Go over the data and keep only the lines that include "football".

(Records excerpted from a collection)
=-=-=-=-=

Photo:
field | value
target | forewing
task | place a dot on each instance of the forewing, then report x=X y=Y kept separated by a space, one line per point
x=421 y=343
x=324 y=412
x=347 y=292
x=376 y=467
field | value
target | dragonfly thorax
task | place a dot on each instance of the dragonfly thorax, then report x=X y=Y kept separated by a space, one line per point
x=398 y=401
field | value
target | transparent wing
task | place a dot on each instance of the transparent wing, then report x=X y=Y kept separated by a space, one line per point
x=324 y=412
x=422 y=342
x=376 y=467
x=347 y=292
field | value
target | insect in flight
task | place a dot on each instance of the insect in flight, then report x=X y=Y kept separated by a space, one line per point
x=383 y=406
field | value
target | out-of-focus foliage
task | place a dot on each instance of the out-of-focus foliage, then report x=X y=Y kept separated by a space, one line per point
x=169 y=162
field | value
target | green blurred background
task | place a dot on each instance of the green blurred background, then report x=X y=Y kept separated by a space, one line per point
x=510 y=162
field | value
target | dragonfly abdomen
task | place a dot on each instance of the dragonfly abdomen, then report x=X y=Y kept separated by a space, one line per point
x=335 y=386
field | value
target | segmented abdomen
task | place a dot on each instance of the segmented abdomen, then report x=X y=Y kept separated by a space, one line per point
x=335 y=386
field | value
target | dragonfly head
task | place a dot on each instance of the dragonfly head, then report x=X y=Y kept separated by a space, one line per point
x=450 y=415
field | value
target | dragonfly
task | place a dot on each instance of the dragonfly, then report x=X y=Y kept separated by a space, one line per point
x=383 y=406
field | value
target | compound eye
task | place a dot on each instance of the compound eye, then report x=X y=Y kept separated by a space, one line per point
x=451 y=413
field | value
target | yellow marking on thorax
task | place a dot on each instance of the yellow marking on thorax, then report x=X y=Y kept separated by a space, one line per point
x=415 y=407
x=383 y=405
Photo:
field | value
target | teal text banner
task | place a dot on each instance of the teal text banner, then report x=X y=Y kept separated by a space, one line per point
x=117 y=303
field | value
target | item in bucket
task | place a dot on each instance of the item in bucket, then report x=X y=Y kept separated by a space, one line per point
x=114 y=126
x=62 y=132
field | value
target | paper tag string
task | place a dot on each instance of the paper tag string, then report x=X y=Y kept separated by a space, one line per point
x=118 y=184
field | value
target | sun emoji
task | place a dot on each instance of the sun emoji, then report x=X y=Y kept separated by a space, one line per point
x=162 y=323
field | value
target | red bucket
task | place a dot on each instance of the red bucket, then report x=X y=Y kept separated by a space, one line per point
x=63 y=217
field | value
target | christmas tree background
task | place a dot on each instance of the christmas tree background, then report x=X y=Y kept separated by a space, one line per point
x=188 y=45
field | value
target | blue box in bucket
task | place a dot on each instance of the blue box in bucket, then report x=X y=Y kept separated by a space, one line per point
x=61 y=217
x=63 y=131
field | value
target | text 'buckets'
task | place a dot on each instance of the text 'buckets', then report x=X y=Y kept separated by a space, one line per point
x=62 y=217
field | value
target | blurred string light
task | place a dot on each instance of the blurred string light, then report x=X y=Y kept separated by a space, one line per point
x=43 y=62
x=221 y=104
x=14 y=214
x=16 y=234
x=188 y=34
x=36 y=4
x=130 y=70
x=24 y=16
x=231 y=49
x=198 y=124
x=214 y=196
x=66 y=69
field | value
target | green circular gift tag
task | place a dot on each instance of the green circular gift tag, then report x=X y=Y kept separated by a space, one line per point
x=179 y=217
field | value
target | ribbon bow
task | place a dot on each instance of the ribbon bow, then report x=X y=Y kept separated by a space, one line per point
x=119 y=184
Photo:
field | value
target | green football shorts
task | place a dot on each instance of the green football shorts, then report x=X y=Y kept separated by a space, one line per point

=-=-=-=-=

■ **Result of this exercise**:
target | green football shorts
task | place a dot on each instance of the green football shorts, then report x=X y=Y kept separated by a space, one line per point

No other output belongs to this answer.